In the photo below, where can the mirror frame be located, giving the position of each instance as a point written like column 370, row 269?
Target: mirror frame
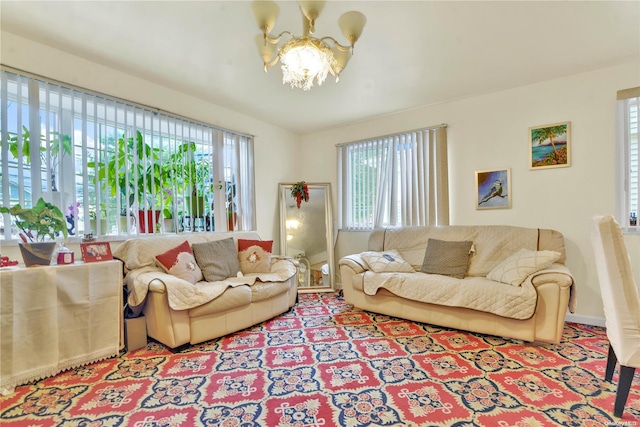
column 284, row 193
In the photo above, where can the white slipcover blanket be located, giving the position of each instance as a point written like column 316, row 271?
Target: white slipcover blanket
column 183, row 295
column 477, row 293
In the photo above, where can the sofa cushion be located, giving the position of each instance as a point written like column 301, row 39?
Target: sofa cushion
column 180, row 262
column 447, row 258
column 218, row 259
column 515, row 269
column 255, row 255
column 387, row 261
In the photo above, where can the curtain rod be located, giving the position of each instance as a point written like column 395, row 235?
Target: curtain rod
column 115, row 98
column 441, row 125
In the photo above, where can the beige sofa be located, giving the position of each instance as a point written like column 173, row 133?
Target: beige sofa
column 179, row 313
column 532, row 311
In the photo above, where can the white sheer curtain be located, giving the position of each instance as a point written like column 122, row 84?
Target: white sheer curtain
column 395, row 180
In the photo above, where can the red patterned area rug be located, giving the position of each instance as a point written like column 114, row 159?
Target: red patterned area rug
column 325, row 364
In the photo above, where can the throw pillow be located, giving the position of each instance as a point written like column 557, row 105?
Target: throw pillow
column 447, row 258
column 386, row 262
column 180, row 262
column 218, row 259
column 255, row 255
column 515, row 269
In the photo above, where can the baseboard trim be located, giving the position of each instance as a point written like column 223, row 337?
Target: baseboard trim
column 586, row 320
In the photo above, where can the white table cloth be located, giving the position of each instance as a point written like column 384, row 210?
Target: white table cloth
column 57, row 317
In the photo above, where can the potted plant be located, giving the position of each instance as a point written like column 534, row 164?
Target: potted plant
column 134, row 169
column 37, row 224
column 188, row 174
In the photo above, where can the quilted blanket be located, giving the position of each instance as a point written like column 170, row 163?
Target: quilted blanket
column 477, row 293
column 182, row 295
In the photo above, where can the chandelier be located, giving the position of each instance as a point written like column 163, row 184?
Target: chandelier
column 305, row 59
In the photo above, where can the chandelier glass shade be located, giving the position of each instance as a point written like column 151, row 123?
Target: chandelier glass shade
column 305, row 59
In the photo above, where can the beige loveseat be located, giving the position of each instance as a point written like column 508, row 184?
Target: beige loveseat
column 532, row 311
column 178, row 312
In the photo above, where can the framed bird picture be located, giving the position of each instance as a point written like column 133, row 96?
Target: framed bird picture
column 493, row 189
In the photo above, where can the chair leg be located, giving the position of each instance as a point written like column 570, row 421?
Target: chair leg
column 624, row 385
column 612, row 359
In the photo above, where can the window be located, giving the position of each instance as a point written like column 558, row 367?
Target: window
column 628, row 150
column 116, row 168
column 395, row 180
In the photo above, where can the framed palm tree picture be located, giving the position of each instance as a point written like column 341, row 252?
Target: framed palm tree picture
column 493, row 189
column 550, row 146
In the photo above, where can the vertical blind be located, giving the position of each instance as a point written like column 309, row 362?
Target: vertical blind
column 394, row 180
column 628, row 153
column 103, row 160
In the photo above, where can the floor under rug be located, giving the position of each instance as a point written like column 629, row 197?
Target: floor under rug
column 325, row 364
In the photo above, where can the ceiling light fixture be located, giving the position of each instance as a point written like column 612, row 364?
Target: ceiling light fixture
column 305, row 58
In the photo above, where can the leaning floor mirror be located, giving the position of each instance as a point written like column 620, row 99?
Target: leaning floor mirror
column 306, row 234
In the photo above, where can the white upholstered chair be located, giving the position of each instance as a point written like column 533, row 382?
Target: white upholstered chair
column 621, row 304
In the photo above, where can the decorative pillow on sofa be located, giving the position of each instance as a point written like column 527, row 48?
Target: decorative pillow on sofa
column 255, row 255
column 515, row 269
column 447, row 258
column 387, row 262
column 180, row 262
column 218, row 259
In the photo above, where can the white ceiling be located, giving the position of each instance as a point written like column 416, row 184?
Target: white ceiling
column 411, row 53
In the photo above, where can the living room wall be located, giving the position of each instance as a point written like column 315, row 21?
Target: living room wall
column 273, row 148
column 490, row 131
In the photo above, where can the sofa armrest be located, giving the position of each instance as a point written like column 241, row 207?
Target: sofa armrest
column 556, row 273
column 355, row 262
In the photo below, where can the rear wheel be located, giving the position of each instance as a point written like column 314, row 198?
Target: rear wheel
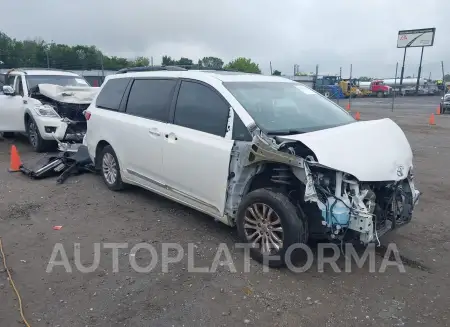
column 271, row 224
column 8, row 135
column 110, row 169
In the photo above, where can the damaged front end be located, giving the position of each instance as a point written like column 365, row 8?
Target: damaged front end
column 67, row 104
column 347, row 205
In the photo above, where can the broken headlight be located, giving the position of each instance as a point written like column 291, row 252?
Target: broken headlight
column 46, row 110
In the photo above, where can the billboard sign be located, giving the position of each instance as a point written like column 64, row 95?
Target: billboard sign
column 416, row 38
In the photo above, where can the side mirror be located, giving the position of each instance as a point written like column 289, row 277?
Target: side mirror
column 8, row 90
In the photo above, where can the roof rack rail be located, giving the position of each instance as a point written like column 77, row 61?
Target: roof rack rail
column 149, row 69
column 35, row 68
column 198, row 67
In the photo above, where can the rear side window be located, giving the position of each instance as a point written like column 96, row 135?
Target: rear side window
column 151, row 98
column 111, row 94
column 199, row 107
column 240, row 131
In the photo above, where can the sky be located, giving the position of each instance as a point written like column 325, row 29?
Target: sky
column 328, row 33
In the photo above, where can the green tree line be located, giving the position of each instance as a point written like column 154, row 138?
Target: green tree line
column 39, row 53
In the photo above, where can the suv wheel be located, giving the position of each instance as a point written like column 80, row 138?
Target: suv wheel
column 34, row 137
column 110, row 169
column 271, row 223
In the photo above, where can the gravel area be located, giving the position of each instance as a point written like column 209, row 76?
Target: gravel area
column 89, row 213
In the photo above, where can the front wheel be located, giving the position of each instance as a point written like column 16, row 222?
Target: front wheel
column 269, row 221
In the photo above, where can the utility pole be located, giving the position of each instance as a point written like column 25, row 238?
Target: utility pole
column 418, row 74
column 349, row 81
column 403, row 70
column 395, row 87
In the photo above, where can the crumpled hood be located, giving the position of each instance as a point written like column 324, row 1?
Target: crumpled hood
column 374, row 150
column 69, row 94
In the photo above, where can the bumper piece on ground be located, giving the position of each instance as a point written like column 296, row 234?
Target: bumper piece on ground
column 63, row 164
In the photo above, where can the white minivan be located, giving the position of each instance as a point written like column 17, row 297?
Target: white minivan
column 266, row 154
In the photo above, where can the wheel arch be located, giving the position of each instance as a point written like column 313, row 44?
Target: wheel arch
column 98, row 150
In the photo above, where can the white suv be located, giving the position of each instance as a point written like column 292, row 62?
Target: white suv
column 263, row 153
column 45, row 104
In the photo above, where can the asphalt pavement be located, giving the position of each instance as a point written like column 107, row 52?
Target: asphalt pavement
column 89, row 213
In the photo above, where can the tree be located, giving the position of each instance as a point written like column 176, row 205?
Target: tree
column 211, row 63
column 39, row 53
column 140, row 62
column 243, row 65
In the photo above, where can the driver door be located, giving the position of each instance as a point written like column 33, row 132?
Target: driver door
column 12, row 107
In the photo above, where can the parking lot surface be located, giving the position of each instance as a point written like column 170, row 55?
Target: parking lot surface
column 89, row 213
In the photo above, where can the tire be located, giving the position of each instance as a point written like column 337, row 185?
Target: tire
column 8, row 135
column 110, row 169
column 292, row 223
column 34, row 137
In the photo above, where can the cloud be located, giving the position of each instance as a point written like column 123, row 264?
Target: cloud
column 332, row 34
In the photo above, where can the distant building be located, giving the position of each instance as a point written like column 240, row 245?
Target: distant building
column 94, row 77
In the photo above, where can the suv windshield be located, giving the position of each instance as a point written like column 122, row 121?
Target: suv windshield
column 62, row 80
column 287, row 108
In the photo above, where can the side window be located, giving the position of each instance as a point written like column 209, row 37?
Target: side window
column 111, row 94
column 150, row 98
column 200, row 108
column 19, row 86
column 240, row 131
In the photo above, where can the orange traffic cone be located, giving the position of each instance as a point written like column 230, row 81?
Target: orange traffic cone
column 15, row 162
column 431, row 120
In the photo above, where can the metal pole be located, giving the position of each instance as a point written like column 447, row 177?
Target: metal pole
column 315, row 78
column 349, row 81
column 418, row 74
column 340, row 77
column 403, row 70
column 395, row 86
column 103, row 69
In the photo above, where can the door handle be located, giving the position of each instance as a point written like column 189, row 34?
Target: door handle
column 154, row 132
column 172, row 135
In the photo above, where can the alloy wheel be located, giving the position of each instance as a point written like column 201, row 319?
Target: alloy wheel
column 263, row 229
column 33, row 134
column 109, row 168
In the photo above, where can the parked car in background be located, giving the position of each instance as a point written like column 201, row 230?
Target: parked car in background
column 262, row 153
column 47, row 105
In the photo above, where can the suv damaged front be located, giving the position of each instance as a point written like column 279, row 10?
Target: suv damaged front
column 66, row 104
column 352, row 179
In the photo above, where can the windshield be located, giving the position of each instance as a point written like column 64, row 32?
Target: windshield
column 62, row 80
column 287, row 108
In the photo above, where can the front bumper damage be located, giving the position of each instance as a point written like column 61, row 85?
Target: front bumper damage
column 347, row 208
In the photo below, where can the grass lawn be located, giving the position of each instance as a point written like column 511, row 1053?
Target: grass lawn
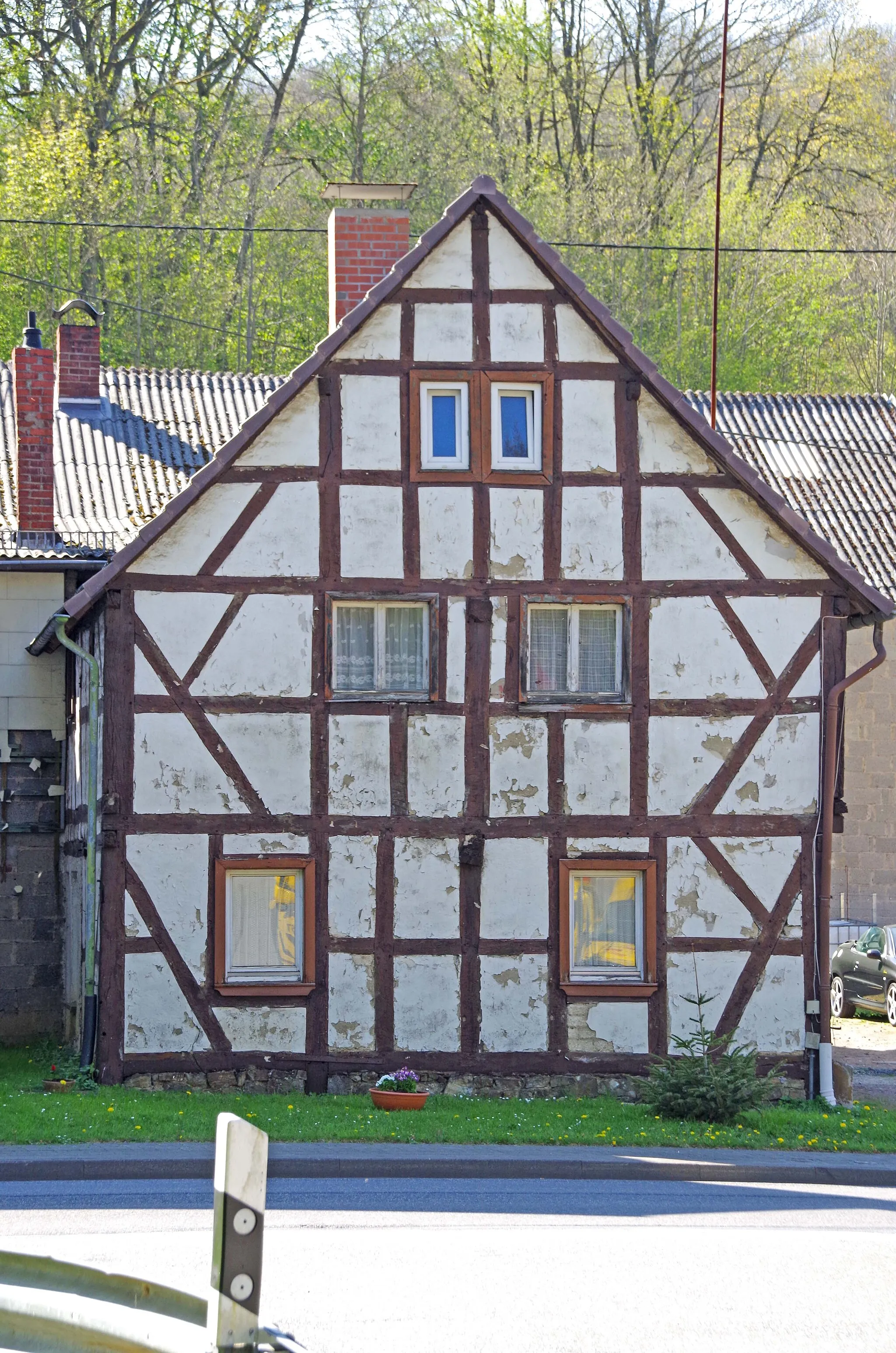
column 118, row 1115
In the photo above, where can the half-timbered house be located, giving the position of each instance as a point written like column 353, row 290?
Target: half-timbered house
column 465, row 709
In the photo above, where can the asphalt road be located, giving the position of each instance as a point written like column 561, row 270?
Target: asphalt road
column 524, row 1265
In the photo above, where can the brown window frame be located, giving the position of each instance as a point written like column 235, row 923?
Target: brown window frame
column 604, row 988
column 382, row 697
column 574, row 700
column 264, row 865
column 480, row 398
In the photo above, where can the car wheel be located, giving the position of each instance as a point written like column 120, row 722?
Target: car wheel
column 841, row 1009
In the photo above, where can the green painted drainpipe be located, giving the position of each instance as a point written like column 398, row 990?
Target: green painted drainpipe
column 88, row 1033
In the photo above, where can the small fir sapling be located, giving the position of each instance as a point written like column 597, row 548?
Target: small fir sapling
column 404, row 1082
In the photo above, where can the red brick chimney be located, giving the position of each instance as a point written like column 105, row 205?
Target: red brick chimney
column 363, row 243
column 77, row 350
column 33, row 401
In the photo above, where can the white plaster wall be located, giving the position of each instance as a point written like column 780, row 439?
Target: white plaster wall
column 443, row 332
column 693, row 655
column 435, row 765
column 457, row 650
column 158, row 1015
column 32, row 689
column 684, row 754
column 371, row 423
column 763, row 862
column 274, row 751
column 267, row 650
column 775, row 1017
column 518, row 333
column 717, row 974
column 446, row 531
column 186, row 544
column 777, row 624
column 284, row 542
column 576, row 340
column 514, row 897
column 134, row 923
column 259, row 1029
column 450, row 264
column 697, row 901
column 607, row 845
column 679, row 543
column 518, row 533
column 607, row 1027
column 664, row 445
column 427, row 888
column 145, row 680
column 351, row 1009
column 181, row 624
column 589, row 425
column 174, row 869
column 378, row 339
column 499, row 647
column 293, row 438
column 371, row 531
column 509, row 266
column 428, row 1003
column 352, row 887
column 359, row 765
column 175, row 775
column 267, row 843
column 592, row 532
column 519, row 766
column 596, row 766
column 515, row 1003
column 781, row 773
column 769, row 547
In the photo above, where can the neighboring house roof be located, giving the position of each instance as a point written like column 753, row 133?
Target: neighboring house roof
column 118, row 467
column 618, row 337
column 833, row 459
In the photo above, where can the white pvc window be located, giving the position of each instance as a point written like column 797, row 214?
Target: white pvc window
column 264, row 929
column 607, row 926
column 444, row 425
column 516, row 427
column 381, row 647
column 574, row 650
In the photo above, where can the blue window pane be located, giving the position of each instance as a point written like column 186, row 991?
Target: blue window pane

- _Task prompt_: Going through the listing above, count every line in which the word "blue" occurs, and state only the count.

- _Reply_: 2